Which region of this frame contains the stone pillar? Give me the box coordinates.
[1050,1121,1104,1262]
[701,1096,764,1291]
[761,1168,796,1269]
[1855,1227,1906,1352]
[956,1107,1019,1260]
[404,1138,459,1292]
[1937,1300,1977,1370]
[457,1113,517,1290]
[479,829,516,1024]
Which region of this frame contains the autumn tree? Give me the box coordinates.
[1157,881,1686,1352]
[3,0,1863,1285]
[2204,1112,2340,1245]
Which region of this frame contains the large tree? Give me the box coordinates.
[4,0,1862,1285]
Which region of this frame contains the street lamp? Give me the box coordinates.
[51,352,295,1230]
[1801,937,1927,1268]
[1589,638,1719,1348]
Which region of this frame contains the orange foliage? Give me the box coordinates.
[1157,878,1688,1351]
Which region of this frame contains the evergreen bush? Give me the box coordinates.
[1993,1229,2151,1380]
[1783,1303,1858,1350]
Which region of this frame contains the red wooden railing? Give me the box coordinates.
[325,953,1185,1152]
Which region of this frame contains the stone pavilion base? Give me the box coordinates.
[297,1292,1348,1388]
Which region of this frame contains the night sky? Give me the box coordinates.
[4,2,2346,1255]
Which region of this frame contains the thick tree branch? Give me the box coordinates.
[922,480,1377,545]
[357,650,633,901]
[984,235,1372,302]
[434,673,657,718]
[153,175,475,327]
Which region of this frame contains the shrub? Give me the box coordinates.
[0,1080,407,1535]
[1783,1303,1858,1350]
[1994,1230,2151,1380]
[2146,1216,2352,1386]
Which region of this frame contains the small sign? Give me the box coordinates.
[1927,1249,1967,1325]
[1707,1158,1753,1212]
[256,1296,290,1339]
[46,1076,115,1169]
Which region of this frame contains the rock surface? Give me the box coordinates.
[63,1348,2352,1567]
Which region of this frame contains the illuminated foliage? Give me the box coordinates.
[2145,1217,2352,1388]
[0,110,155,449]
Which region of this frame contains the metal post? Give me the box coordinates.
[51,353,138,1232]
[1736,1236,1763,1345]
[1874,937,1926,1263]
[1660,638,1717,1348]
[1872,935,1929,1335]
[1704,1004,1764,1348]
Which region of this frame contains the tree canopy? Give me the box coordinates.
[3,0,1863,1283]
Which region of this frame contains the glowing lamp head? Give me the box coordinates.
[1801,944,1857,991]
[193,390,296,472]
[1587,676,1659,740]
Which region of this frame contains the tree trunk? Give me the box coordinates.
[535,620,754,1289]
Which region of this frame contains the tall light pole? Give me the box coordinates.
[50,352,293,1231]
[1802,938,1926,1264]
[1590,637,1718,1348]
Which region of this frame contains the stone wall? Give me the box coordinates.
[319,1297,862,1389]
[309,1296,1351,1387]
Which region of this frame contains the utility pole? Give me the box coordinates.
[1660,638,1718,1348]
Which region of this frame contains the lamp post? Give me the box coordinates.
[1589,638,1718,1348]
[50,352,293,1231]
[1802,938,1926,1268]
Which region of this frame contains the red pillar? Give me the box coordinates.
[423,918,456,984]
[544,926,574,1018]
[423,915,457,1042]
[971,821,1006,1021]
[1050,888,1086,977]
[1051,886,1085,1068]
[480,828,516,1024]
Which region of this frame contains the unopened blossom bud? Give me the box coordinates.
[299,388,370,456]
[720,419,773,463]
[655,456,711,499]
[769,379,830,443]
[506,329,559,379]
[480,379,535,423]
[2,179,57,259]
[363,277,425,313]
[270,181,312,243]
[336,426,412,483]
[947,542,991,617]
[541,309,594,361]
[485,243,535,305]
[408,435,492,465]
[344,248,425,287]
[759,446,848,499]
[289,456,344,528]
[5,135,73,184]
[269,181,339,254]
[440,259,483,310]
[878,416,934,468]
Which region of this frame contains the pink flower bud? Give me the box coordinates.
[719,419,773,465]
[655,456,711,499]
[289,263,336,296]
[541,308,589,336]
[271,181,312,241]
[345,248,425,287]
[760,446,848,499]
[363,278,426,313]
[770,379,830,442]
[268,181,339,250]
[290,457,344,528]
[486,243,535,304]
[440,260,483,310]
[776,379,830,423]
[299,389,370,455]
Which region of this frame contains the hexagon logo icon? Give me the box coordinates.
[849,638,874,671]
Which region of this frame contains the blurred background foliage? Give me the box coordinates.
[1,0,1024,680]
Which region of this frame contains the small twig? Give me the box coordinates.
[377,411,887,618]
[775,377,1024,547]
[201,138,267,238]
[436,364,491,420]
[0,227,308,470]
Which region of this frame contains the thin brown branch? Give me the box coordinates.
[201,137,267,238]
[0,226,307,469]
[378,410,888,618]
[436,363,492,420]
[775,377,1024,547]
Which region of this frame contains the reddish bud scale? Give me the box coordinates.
***
Prompt -
Which lines run from the one containing "Which region of this frame contains the small twig?" to the final line of the entries? Return those lines exactly, and only those.

Response -
Which region of this frame contains the small twig? Give me the box coordinates.
[377,411,887,618]
[775,377,1024,547]
[201,138,267,238]
[436,364,491,420]
[0,227,308,470]
Which region of this frame contains the thin brown branch? Give me the box coordinates.
[201,137,267,238]
[0,226,307,469]
[378,410,888,618]
[436,363,492,420]
[775,377,1024,547]
Which region of this frame contains the reddish bud scale? Give me the box coordinates.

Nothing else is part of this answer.